→ Data shown:
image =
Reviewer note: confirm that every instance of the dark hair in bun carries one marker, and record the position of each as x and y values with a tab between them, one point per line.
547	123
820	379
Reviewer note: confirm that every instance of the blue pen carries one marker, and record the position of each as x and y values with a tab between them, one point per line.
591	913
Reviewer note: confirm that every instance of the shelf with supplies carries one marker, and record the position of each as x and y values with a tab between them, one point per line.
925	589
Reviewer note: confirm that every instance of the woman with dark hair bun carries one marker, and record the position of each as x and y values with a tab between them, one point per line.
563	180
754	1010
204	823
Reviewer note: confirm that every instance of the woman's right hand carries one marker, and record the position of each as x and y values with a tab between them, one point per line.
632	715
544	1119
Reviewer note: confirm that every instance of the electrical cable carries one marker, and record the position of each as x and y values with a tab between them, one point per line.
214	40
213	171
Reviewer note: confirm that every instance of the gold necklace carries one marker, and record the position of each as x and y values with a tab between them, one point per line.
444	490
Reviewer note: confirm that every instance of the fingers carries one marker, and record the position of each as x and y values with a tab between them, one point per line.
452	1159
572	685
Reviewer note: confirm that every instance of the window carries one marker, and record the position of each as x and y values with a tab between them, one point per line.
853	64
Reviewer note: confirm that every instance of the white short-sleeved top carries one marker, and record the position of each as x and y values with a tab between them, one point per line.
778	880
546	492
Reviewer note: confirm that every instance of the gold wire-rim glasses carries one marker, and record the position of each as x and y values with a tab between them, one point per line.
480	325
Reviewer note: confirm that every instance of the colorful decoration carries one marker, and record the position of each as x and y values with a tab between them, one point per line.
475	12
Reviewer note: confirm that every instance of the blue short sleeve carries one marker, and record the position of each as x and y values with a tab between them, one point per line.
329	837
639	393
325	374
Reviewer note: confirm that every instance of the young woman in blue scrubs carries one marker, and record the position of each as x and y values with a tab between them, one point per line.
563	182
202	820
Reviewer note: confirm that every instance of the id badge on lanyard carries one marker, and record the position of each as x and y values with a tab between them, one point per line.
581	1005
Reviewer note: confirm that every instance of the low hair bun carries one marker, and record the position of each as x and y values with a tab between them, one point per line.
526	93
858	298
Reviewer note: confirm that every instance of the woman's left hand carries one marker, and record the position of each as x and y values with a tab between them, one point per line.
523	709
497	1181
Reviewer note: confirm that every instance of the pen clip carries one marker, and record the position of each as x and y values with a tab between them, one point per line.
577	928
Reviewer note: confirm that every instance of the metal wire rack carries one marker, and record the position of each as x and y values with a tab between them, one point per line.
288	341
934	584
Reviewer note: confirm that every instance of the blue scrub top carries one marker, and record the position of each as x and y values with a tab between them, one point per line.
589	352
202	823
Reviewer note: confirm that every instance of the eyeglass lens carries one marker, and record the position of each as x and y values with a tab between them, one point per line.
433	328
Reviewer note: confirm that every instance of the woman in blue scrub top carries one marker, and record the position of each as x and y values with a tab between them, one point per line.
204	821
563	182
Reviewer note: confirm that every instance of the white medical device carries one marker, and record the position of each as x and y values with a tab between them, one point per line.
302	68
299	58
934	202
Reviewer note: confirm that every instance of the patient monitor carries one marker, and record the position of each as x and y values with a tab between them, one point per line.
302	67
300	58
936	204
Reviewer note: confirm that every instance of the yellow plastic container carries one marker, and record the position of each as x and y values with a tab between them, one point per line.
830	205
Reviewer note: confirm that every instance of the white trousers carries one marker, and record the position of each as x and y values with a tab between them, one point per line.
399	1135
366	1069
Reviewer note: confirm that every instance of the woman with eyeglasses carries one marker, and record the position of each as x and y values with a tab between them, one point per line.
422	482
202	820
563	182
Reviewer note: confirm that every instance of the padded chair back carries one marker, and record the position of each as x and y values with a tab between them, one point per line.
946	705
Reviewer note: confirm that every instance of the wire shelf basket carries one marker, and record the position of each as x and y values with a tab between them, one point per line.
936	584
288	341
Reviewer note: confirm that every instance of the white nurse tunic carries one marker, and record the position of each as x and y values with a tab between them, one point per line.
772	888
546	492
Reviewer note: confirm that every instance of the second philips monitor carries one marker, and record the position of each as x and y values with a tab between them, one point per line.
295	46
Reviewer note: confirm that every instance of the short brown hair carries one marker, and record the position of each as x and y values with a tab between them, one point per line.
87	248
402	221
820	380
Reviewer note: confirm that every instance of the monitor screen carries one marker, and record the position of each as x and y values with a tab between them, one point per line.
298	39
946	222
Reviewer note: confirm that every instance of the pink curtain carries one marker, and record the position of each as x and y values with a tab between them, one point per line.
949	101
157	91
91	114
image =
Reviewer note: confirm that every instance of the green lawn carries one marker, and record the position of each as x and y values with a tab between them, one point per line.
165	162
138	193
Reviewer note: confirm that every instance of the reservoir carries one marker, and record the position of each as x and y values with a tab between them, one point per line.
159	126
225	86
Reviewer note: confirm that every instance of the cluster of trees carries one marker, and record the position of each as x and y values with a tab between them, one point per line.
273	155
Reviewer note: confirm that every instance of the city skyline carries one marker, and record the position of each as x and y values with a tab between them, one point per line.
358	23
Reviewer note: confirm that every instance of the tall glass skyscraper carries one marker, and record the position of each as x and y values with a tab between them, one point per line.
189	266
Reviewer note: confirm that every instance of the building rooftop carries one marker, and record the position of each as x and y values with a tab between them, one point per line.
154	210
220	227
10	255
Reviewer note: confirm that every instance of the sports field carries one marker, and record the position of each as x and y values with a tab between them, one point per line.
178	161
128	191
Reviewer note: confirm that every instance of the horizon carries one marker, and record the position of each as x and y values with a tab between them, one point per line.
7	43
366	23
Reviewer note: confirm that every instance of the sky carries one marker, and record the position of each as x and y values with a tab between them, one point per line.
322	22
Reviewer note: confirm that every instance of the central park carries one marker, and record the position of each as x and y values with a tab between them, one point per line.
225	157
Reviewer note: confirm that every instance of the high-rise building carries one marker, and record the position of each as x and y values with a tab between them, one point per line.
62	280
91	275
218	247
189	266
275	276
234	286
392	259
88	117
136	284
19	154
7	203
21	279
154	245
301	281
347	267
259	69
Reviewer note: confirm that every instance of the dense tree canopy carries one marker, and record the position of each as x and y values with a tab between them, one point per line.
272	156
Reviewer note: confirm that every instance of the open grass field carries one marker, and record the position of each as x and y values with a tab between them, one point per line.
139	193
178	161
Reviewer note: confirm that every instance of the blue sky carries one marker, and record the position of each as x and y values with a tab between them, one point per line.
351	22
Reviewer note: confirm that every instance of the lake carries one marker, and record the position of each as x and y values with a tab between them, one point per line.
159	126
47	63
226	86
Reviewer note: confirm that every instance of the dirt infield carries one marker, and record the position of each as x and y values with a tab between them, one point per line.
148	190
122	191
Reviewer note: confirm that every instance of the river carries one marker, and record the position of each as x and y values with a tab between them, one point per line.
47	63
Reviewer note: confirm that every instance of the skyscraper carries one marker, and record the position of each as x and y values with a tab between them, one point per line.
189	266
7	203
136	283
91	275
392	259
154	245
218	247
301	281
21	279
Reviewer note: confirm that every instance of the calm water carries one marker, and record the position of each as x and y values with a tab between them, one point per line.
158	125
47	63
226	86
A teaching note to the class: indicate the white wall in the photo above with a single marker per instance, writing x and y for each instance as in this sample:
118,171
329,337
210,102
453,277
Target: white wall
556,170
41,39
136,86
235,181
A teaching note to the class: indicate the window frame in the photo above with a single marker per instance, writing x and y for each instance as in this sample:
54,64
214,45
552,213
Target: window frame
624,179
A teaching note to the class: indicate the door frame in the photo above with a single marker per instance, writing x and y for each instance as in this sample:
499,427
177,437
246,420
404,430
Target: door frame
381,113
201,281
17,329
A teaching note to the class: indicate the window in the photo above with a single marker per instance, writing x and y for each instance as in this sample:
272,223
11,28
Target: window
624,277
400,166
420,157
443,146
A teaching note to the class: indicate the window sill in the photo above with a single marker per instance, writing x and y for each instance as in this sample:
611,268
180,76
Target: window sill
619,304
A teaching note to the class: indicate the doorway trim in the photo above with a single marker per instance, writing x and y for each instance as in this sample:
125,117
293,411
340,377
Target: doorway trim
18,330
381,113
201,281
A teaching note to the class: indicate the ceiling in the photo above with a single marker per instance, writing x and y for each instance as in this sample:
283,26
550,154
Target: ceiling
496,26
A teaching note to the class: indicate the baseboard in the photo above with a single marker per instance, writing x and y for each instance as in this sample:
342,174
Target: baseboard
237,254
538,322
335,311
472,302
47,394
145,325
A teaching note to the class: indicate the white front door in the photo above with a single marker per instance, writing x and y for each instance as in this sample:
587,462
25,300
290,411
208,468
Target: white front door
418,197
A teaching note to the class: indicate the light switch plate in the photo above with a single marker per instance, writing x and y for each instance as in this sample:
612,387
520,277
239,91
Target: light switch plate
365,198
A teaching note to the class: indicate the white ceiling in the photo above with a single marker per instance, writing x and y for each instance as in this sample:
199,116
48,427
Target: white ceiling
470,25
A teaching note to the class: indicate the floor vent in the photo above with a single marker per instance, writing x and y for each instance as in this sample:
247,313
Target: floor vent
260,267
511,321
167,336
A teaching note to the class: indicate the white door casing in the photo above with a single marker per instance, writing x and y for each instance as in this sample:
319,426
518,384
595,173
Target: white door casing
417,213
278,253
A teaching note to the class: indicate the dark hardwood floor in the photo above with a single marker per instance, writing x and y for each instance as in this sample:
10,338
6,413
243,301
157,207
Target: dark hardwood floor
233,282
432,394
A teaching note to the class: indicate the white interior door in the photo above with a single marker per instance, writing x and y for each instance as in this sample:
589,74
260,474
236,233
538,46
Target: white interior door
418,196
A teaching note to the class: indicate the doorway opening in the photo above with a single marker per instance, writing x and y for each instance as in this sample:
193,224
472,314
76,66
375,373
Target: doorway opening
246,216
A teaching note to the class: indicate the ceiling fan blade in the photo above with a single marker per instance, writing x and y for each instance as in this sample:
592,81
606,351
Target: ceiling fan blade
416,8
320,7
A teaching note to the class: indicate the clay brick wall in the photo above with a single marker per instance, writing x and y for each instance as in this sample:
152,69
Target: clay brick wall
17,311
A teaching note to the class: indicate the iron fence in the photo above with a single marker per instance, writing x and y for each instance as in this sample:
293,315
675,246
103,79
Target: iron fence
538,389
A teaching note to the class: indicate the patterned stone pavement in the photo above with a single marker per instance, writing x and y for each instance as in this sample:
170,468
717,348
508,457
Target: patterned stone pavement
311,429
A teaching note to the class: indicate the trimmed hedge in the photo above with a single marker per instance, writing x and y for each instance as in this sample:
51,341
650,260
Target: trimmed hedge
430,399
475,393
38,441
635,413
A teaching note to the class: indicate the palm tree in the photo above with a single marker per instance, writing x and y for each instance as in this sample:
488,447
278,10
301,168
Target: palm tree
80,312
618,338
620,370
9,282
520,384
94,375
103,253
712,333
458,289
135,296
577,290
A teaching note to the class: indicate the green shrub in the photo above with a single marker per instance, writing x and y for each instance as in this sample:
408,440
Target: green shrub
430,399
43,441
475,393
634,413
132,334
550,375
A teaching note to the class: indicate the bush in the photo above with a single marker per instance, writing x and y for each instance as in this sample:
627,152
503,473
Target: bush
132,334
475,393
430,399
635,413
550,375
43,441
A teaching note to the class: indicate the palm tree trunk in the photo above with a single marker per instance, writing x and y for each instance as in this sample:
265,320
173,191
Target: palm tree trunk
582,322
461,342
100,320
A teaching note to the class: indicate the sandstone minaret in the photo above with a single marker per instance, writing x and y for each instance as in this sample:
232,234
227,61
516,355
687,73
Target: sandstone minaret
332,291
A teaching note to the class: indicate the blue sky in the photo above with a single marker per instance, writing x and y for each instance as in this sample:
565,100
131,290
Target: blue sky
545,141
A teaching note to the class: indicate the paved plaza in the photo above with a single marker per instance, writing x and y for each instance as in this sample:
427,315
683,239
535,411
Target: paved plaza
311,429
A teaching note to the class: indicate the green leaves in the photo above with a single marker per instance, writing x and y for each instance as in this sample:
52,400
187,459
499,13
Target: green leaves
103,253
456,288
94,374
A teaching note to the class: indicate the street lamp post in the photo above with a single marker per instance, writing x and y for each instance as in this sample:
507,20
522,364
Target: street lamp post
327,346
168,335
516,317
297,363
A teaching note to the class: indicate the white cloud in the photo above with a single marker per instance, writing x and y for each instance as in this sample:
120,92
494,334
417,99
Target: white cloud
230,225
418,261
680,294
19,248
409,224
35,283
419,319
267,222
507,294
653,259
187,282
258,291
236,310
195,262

→ Exercise directions:
Reproduce exactly the line containing "A teaching note to the class: indicate the green leaves" and every line after it through the end of the records above, and nothing else.

→ Answer in full:
A teaching note to the class: indicate the green leaves in the photo above with a single marker per instance, writing x and y for each instance as in this sample:
52,400
187,459
499,13
Target: green leaves
103,253
456,288
94,374
A teaching note to the class: indicate the street lamp post in the photo above with a single marker per instance, writing x and y for each instance as in this sample:
507,20
522,364
Target: street lamp post
327,346
168,335
516,317
297,363
A teaching note to the class: indicate the white cloud in the photo above with a single marker per instance, writing x and y for each instance as in this sample:
120,92
494,334
417,99
Target: white cloud
230,225
418,261
680,294
19,248
409,224
35,283
419,319
267,222
507,294
653,259
187,282
258,291
236,310
195,262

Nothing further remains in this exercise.